- [EXERCISE REQUIREMENTS]
a) Translate this sentence from the page on structural locators versus pixel matching into Spanish: "A structural locator stores something that does not move when the pixels do."
b) Pick up the page on structural locators versus pixel matching and continue it from the point where it stops.

- [SOURCE EXTRACT]
* start *
Alternative / Structural locators vs pixel matching
Structural locators vs pixel matching for computer use
If your agent finds a button by matching a cropped image or replaying a coordinate, you have stored the one property of a UI that is guaranteed to change: how it looked the day you captured it. A structural locator stores something that does not move when the pixels do. This is the difference, with the line of code that makes it real.
Direct answer (verified 2026-05-22)
A structural locator addresses a UI element by what it is: role, name, and position in the accessibility tree. It re-resolves that query against the live UI every time it acts. Pixel matching addresses an element by what it looked like: a captured image or a fixed coordinate, frozen at capture time, which breaks the instant resolution, theme, scale, localization, or layout shifts. For a computer-use agent the locator is deterministic and survives UI change; the pixel match is a one-shot guess against a frame that is already stale. You can read the locator mechanism in crates/terminator/src/locator.rs.
Two definitions, side by side
Strip away the framework names and the two approaches store fundamentally different things. One stores a picture. One stores a question.
Pixel matching
A photograph
A cropped reference image or a recorded coordinate. Resolution is captured at one moment and compared against later screenshots by correlation. When the screen changes, the comparison drifts. The control still works; the picture no longer fits.
Structural locator
A question
A query over the accessibility tree: role:Button|name:Save. It holds no element and no coordinate. It re-asks the tree every time you act, so it answers correctly even after the layout moves.
* end *
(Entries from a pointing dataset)
* start *
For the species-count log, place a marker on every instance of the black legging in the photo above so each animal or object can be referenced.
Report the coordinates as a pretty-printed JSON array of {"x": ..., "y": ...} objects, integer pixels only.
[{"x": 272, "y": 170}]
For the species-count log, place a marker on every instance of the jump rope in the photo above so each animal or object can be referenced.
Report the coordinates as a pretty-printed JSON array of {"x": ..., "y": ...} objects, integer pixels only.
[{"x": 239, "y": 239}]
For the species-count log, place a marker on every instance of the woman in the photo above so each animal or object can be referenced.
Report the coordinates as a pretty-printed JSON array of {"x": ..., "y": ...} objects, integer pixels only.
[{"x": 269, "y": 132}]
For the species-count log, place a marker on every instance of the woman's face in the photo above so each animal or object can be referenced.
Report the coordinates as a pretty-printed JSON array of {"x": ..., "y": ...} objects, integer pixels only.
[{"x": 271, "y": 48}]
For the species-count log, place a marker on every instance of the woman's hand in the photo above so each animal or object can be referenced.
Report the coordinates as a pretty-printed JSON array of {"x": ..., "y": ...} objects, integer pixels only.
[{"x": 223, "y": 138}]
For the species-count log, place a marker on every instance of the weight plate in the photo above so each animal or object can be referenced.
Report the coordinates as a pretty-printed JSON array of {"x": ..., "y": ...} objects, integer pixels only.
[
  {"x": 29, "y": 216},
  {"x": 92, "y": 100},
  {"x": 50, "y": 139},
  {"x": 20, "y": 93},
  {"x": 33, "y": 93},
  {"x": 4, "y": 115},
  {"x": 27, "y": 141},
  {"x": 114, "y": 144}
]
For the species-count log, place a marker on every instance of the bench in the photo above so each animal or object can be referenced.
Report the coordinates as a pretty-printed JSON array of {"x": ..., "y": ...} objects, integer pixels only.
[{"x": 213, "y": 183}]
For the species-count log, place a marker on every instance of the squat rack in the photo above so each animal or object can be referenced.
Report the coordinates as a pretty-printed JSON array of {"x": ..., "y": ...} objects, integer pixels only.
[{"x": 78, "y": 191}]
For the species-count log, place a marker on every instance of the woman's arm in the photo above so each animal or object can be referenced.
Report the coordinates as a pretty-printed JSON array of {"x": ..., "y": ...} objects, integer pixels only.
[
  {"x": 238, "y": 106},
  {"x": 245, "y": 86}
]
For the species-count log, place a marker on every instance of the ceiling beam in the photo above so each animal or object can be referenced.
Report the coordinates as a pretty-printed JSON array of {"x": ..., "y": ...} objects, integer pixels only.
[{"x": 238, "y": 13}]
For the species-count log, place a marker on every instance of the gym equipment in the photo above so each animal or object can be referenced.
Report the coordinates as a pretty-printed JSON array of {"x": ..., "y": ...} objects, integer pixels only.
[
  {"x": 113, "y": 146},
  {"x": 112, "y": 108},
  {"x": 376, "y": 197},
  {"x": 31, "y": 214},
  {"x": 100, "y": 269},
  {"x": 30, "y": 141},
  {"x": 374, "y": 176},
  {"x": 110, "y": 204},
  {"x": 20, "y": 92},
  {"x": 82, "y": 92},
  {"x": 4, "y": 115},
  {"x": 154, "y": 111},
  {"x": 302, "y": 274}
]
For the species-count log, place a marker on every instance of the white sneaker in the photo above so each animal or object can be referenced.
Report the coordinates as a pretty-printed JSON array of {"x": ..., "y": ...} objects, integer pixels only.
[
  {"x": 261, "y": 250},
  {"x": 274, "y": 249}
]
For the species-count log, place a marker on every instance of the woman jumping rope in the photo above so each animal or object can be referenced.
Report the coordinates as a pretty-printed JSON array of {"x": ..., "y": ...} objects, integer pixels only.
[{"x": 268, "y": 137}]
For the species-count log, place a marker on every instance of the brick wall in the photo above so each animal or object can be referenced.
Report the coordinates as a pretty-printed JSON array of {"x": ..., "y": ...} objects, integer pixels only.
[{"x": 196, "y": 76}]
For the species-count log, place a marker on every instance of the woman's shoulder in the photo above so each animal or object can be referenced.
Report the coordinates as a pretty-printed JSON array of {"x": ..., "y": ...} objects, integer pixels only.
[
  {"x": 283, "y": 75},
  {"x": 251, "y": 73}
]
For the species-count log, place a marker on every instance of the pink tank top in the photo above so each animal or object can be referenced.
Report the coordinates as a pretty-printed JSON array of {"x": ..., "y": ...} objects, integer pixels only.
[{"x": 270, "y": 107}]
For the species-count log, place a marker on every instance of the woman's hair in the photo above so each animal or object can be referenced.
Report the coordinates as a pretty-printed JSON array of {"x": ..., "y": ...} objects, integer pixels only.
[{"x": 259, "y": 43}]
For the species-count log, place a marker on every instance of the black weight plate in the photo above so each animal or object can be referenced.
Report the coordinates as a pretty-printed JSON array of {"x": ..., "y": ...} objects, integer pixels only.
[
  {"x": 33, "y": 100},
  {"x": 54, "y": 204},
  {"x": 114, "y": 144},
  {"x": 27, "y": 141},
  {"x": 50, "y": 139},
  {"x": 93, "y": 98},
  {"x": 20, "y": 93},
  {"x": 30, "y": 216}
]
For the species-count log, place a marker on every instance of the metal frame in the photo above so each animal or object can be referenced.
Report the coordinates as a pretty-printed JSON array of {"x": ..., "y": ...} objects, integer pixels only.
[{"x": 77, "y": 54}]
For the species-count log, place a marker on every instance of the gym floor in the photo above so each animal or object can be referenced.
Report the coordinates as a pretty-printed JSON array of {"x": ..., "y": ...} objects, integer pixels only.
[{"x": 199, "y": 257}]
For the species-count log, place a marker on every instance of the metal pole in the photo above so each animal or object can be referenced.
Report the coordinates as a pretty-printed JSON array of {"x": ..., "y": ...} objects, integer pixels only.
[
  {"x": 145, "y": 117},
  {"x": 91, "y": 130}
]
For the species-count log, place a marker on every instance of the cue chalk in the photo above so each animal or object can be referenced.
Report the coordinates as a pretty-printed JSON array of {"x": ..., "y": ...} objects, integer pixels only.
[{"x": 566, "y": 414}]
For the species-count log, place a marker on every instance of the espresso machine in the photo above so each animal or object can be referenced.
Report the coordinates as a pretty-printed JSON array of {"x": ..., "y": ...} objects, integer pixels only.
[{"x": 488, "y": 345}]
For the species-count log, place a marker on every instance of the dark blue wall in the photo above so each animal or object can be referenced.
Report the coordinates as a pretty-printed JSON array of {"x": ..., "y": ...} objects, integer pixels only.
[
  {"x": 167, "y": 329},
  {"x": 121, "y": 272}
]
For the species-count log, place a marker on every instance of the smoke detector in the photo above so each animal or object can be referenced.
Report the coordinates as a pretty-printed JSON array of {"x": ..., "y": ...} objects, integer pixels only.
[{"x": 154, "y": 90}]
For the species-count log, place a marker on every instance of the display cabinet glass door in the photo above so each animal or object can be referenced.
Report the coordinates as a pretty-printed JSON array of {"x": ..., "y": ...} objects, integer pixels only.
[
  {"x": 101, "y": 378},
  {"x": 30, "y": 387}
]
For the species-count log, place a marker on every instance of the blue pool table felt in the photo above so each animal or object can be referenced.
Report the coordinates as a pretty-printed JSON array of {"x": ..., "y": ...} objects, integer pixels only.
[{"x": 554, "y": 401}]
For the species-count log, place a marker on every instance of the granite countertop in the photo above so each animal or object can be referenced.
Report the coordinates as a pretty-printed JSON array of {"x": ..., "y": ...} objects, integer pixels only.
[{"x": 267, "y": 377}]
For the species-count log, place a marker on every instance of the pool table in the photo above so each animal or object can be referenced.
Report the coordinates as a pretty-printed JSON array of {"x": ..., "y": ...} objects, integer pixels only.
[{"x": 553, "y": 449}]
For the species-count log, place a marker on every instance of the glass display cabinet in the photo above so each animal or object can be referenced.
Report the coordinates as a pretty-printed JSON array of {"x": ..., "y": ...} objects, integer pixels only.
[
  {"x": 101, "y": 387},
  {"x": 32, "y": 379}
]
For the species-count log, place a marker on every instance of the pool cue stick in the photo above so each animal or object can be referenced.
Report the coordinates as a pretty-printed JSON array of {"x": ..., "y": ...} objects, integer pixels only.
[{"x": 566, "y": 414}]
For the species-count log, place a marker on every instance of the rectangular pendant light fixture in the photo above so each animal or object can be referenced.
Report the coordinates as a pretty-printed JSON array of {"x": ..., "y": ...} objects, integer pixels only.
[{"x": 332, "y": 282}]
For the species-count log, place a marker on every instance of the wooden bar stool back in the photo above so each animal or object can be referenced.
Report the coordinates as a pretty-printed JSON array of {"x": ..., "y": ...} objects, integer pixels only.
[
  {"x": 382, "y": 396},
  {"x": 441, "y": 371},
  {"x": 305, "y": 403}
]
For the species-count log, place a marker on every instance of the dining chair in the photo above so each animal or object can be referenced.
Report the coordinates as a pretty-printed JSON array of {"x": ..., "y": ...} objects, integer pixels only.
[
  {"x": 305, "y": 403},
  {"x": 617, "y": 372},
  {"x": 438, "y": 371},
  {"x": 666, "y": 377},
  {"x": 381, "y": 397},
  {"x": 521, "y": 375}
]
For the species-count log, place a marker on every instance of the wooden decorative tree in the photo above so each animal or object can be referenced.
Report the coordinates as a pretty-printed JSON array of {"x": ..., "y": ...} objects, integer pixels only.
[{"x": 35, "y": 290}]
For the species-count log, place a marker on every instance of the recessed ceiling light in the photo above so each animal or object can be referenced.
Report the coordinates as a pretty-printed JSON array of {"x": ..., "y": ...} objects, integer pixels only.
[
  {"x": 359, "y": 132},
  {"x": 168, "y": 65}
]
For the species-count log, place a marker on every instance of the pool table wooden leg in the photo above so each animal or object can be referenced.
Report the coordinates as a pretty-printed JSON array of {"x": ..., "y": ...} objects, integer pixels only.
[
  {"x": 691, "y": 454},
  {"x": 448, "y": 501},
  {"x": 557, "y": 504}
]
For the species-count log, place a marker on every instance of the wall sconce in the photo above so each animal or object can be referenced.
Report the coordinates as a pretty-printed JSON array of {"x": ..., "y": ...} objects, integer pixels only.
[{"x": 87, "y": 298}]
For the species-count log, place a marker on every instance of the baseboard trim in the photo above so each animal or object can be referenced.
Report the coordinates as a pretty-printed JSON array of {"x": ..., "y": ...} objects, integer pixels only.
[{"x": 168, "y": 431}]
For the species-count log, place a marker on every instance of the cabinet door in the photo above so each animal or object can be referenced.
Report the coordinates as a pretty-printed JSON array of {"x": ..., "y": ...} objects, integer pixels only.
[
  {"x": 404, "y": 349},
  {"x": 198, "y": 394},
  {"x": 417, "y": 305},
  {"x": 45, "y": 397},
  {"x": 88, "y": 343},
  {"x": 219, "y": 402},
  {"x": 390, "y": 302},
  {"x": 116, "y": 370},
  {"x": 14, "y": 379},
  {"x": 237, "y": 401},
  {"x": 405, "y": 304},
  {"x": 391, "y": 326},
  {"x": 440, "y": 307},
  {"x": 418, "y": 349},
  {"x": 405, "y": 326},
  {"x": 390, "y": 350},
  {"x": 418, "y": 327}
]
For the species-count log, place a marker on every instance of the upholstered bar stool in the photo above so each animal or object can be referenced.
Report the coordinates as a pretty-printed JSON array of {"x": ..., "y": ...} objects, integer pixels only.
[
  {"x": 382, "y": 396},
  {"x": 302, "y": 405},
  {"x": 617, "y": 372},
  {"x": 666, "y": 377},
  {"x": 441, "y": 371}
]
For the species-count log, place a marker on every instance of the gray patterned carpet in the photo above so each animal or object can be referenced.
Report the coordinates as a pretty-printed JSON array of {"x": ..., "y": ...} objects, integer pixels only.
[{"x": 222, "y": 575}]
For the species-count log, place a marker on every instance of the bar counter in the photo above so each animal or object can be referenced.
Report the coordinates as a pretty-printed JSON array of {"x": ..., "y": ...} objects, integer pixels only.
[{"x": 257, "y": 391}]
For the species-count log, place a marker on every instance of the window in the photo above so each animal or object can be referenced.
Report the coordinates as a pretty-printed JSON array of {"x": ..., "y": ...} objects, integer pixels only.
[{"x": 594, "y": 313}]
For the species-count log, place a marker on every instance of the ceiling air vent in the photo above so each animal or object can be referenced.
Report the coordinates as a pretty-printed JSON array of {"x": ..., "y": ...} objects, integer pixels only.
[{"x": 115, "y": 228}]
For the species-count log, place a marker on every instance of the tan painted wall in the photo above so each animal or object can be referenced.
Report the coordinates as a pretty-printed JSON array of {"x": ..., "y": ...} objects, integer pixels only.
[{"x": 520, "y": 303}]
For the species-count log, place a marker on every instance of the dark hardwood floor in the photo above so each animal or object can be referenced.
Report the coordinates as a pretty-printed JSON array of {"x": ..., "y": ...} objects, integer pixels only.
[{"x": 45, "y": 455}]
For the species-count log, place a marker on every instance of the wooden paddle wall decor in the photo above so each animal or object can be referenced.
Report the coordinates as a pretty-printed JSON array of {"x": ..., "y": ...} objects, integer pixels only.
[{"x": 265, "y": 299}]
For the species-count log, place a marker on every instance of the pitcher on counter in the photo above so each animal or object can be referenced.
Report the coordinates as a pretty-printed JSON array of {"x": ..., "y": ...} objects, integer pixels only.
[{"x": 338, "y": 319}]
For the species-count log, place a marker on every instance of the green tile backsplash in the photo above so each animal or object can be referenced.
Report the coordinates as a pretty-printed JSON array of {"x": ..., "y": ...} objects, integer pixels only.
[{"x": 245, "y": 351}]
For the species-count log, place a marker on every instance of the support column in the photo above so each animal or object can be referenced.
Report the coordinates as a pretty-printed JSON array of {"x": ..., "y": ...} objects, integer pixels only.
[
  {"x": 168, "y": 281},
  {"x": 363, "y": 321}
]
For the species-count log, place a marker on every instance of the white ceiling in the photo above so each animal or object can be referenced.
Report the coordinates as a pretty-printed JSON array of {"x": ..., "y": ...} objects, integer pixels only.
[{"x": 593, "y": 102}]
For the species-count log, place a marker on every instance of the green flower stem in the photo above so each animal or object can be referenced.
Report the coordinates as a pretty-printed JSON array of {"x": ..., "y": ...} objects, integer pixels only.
* end *
- [ANSWERS TO THE PROBLEMS]
a) Un localizador estructural almacena algo que no se mueve cuando los píxeles sí lo hacen.

b)
What each one actually stores, and when it resolves
The reliability gap is not about accuracy on a static screen. On a frozen screenshot a good template match and a locator both find the button. The gap opens the moment anything between capture and action changes. Toggle between what the two approaches hold in memory.
The artifact you keep between steps
# What a pixel matcher keeps template = crop of "Save" button, captured at 2x scale, light theme last_hit = (412, 238) # where it matched last run # Next run, the window opened on a 1x external monitor, # the user is in dark mode, and the toolbar gained one icon. match_score = 0.61 # below threshold, or worse: click(412, 238) # confident click into empty space
- stores appearance: a crop and a coordinate
- scale, theme, locale, or layout change invalidates it
- a bad match still returns a coordinate, so the click lands somewhere wrong
The line that makes it a locator, not a snapshot
The reason a structural locator is resilient is not a clever matching heuristic. It is that the locator deliberately resolves nothing until you act. Here is the struct, verbatim in spirit from crates/terminator/src/locator.rs:
// crates/terminator/src/locator.rs
pub struct Locator {
engine: Arc<dyn AccessibilityEngine>,
selector: Selector,
timeout: Duration, // default for this locator instance
root: Option<UIElement>,
}
// One-time search by default. Opt into polling by setting a timeout.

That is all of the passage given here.